* _Task_
Exactly reproduce each line of the listing that follows.

^^^^^^^^

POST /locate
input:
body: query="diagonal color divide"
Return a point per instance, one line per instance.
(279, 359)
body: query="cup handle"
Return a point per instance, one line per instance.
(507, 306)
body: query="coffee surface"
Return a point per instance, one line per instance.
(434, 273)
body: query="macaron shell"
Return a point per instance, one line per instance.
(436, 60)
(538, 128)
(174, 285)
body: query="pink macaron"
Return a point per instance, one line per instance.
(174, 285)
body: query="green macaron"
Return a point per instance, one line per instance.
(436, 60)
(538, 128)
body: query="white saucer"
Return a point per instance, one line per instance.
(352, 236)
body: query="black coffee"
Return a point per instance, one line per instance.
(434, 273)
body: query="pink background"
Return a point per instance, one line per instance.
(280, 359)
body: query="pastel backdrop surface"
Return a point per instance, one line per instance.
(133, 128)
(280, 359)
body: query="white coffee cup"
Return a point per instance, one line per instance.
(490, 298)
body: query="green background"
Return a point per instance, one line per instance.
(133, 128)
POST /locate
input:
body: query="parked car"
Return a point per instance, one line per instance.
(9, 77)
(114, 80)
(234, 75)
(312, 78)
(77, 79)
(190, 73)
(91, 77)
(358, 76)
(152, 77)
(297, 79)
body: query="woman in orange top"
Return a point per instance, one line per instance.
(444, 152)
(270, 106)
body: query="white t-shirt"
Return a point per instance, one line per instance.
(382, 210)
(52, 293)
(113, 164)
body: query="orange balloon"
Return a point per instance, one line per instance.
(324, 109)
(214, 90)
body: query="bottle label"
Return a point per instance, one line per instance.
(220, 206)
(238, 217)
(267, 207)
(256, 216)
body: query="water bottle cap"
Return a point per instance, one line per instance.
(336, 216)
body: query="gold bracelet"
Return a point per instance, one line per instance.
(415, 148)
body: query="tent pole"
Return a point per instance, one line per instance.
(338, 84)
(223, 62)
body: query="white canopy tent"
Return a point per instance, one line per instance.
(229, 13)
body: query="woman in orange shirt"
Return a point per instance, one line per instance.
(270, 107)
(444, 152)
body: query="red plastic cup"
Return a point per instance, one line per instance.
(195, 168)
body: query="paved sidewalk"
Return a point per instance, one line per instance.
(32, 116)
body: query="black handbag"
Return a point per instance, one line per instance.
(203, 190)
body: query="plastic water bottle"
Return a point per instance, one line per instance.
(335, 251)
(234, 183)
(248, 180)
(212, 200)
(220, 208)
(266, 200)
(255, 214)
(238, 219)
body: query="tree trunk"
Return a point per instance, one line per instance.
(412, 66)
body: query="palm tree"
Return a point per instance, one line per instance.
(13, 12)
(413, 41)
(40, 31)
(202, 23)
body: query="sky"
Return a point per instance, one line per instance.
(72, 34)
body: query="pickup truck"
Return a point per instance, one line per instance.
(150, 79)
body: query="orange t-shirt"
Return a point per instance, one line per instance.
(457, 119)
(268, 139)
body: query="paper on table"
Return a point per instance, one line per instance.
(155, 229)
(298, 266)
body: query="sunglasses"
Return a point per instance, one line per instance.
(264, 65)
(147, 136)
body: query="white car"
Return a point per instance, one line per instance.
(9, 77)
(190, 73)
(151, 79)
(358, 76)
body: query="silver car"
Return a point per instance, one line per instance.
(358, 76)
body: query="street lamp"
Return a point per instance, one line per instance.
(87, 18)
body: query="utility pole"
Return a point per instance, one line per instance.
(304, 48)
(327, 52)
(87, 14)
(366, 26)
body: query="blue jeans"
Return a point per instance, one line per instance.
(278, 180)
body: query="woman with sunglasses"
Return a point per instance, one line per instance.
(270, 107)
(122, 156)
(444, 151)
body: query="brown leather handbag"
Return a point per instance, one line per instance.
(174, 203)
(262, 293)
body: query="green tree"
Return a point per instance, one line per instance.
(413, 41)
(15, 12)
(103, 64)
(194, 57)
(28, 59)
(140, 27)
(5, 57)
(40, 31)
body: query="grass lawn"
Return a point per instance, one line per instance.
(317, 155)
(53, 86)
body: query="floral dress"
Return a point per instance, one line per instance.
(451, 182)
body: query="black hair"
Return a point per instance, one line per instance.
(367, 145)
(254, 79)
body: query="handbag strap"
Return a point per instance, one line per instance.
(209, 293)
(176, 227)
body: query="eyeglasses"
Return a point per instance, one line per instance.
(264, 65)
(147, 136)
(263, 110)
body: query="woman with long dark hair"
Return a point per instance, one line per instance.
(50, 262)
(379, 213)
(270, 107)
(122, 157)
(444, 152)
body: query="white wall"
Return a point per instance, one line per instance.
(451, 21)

^^^^^^^^

* _Task output_
POST /locate
input:
body: query="diagonal color divide"
Return a point per instance, one line per instance.
(279, 359)
body: query="cup handle"
Return a point per instance, one line per instance.
(507, 306)
body: query="coffee surface"
Return a point per instance, one line per instance.
(434, 273)
body: query="macaron shell"
Return a point per instance, one line per instance.
(436, 60)
(538, 128)
(174, 285)
body: query="pink macaron"
Return a point per instance, one line per instance.
(174, 285)
body: query="green macaron"
Return a point per instance, one line per instance.
(436, 60)
(538, 128)
body: query="white saucer"
Return a point per instance, one line per instance.
(352, 236)
body: query="black coffee"
Return a point per instance, one line per instance.
(434, 273)
body: query="pink background"
Return a point per instance, one line per instance.
(280, 359)
body: query="pastel backdrop surface"
Return a point per instance, one line per instance.
(133, 128)
(280, 359)
body: query="white coffee cup"
Return a point per instance, one line per instance.
(490, 298)
body: query="green background"
Return a point per instance, one line per instance.
(133, 128)
POST /locate
input:
body: query="parked car"
Return a point per instance, one line per instance.
(9, 77)
(114, 80)
(234, 75)
(312, 78)
(77, 79)
(190, 73)
(91, 77)
(358, 76)
(152, 77)
(297, 79)
body: query="woman in orange top"
Return a point per instance, one line per instance.
(444, 152)
(270, 106)
body: query="white t-shirt"
Return a point per instance, one line per instance.
(382, 210)
(52, 293)
(113, 164)
body: query="orange balloon"
Return a point per instance, one line per instance.
(324, 109)
(214, 90)
body: query="bottle label"
Return a point per instance, one line per instance.
(220, 206)
(238, 217)
(267, 207)
(256, 216)
body: query="water bottle cap"
Return a point per instance, one line per instance.
(336, 216)
body: query="gold bracelet"
Return a point per instance, one line per instance.
(415, 148)
body: query="tent pole"
Return a point per instance, one line per instance.
(338, 84)
(223, 62)
body: query="white canopy tent"
Return a point per instance, one line per instance.
(229, 13)
body: query="woman in orange shirt"
Return a point per instance, one line per instance.
(270, 107)
(444, 152)
body: query="red plastic cup"
Return a point per instance, one line per instance.
(195, 168)
body: query="paved sidewalk"
Return a point per instance, one line per instance.
(32, 116)
body: query="black handbag"
Return a point per instance, one line per instance.
(203, 190)
body: query="plastic water bottle"
Return a point per instance, one line per instance.
(335, 251)
(234, 183)
(248, 180)
(212, 200)
(220, 208)
(266, 200)
(255, 214)
(238, 219)
body: query="tree trunk"
Return a point per instance, one line per instance.
(412, 66)
body: query="palm tree"
Return a point per instance, one line per instance.
(13, 12)
(413, 41)
(40, 31)
(202, 23)
body: query="sky"
Return a point per instance, one line per instance.
(72, 34)
body: query="pickup truck"
Return a point per instance, one line per instance.
(150, 79)
body: query="orange t-shirt"
Return a point per instance, one line per instance.
(457, 119)
(268, 139)
body: query="paper on table"
Return a point per instance, one line per instance.
(155, 229)
(298, 266)
body: query="sunglasses"
Return a point per instance, one line per instance.
(264, 65)
(147, 136)
body: query="white car"
Return a point per instance, one line per instance.
(9, 77)
(190, 73)
(151, 79)
(358, 76)
body: query="silver car"
Return a point per instance, one line per instance.
(358, 76)
body: query="street lamp"
Return a point per instance, one line per instance.
(87, 18)
body: query="utility pole"
Return a point per instance, one line per instance.
(304, 48)
(327, 52)
(87, 14)
(366, 26)
body: query="blue jeans"
Return a point per instance, one line per instance.
(278, 180)
body: query="woman with sunglasses"
Return a point per instance, one line per instance.
(270, 107)
(122, 156)
(444, 151)
body: query="brown leather handbag"
Return a point per instance, one line per instance.
(174, 203)
(262, 293)
body: query="green tree"
Return a point per instance, one line per instance.
(413, 41)
(15, 12)
(103, 64)
(194, 57)
(28, 59)
(140, 27)
(5, 57)
(40, 31)
body: query="grass lawn"
Return a point per instance, one line per instance.
(317, 155)
(53, 86)
body: query="floral dress"
Return a point per instance, one line per instance.
(451, 182)
body: query="black hair"
Return a point per instance, one line per instance.
(367, 145)
(254, 79)
body: query="handbag strap"
Return a point per instance, one line per instance.
(209, 293)
(176, 227)
body: query="eyeglasses"
Return a point per instance, one line per instance.
(264, 65)
(147, 136)
(263, 110)
body: query="woman with long dark hair"
Return a point per instance, one line per instance.
(50, 262)
(379, 213)
(270, 107)
(122, 157)
(444, 152)
body: query="white wall"
Return a point per instance, one line per instance.
(451, 21)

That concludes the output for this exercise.